START PASSAGE PROVIDED

Members of the Retirement Income Industry Association and friends keep asking me a difficult question: Are retirement portfolios more at risk from inflation or from deflation? Look around, are your clients worried about inflation or do they seek protection from deflation? Some fear Weimar-like hyperinflation caused by excessive government spending. Others fear Great Depression-like deflation from unprecedented levels of stranded debt and de-leveraging. What is it going to be?
Some people become accidental tourists. Five years ago I became an accidental lecturer, when I began teaching each spring a master's program class in investment management. The class, "Principles of Finance," covers topics including corporate finance, the markets, the major asset classes and portfolio management. The students are young professionals mostly in their late twenties and early thirties. They want to advance their careers to become portfolio managers. They are an interesting group. Many work for RIIA members and I learn a lot from them. Teaching is a good way to learn. Students ask questions and seek answers in ways that will surprise but never disappoint.
The material makes it clear that one has to form an opinion in order to manage money. Going with the common wisdom is not enough. Going with the flow may feel good but will it make money? Acting based on the comfort of the common wisdom will, most likely, not help returns that come from buying low and selling high. One has to "zig" when others "zag." This means forming a personal opinion that may not agree with the common wisdom. As one student put it, we must defy what John Maynard Keynes observed: "Worldly wisdom teaches us that it is better for reputation to fail conventionally than to succeed unconventionally."
As a class exercise, we all tried to form a personal opinion about inflation. We discussed questions such as these: How long will we experience inflation or deflation before we no longer do and why? What will come next and for how long? Soon, you realize that forming an opinion is always subject to change as new evidence is revealed.

END PASSAGE PROVIDED
START DATA SUPPLIED

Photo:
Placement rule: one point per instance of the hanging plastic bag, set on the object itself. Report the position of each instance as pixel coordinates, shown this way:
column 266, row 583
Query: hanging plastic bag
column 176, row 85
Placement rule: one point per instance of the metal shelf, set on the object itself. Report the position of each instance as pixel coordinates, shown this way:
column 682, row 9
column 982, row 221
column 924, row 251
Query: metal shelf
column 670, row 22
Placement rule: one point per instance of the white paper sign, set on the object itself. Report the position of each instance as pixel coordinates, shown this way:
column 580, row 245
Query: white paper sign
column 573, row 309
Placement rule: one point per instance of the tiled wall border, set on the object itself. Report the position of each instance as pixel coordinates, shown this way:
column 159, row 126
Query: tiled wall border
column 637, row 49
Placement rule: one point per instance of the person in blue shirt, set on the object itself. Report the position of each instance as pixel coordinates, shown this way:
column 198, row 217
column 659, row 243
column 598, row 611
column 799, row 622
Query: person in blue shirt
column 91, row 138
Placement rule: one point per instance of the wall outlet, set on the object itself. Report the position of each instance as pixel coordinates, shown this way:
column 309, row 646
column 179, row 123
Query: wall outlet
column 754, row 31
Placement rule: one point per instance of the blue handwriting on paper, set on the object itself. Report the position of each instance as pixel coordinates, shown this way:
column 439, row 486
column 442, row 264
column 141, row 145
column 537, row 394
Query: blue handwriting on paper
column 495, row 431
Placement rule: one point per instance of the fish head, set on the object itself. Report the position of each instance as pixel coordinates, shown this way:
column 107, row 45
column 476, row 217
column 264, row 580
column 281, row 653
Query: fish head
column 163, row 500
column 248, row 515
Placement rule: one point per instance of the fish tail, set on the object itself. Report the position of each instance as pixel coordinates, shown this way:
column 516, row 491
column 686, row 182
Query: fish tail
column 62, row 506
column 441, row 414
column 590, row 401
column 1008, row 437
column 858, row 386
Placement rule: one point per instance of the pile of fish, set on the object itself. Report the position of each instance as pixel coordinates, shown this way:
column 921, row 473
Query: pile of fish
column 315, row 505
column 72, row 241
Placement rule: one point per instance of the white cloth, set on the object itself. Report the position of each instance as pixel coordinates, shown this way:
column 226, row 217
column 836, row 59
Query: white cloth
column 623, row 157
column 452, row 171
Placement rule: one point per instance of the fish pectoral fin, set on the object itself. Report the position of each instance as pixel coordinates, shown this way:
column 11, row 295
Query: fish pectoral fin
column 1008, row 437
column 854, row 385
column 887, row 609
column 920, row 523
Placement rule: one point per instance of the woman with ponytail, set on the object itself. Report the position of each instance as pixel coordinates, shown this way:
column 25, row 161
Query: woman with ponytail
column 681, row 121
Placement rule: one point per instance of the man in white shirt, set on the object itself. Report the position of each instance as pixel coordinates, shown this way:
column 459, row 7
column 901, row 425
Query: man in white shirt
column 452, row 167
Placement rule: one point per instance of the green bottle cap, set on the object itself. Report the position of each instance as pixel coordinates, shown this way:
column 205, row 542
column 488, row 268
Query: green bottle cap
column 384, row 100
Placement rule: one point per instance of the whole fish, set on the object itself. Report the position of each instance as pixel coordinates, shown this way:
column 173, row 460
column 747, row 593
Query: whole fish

END DATA SUPPLIED

(PROBLEMS TO WORK ON):
1. Answer these questions about the essay on inflation and deflation risk for retirement portfolios:
(a) What is the name of the class the writer teaches each spring?
(b) Whose observation did one student say we must defy?
(c) About what did the class try to form a personal opinion as an exercise?
2. Resume the essay on inflation and deflation risk for retirement portfolios, picking up after its last sentence.

(RESPONSES BY TASK):
1.
(a) "Principles of Finance"
(b) John Maynard Keynes
(c) Inflation

2.
Money, Credit & Expectations
Sources peg the amount of American money circulating around the globe at a number between $1 trillion and $2 trillion. Can we buy more or fewer goods with this money? Looking online, students found analyses substituting the Case-Shiller housing index for the Owners' Equivalent Rent that's used in the Consumer Price Index; for February 2009, this adjusted measure of inflation fell at a negative 5 percent, year on year, for the third straight month. Looking for other measures, some students created analyses comparing 10-year Treasury yields to TIPS. These analyses suggested, as of March 2009, an implied and rising "five-year, five-year-forward break-even" inflation rate of about 2 percent, meaning that inflationary expectations are on the upswing.
Also, sources peg the recent peak amount of total American debt at or above $50 trillion. While both money and credit can be used to buy things, they are not the same thing. Clearly with a credit-to-money ratio of 25-to-1, credit deleveraging is bound to have a big deflationary impact.
Taking a step back, other students focused on the current and unprecedented government bailout commitments currently estimated above $10 trillion and counting. If one were to add government entitlements such as Medicare, Social Security and public pensions, we have combined obligations that may be larger than $60 trillion. How will we pay for these obligations? Will solutions be deflationary (because of higher taxes and a depressed economy) or inflationary (because of printing more paper money)?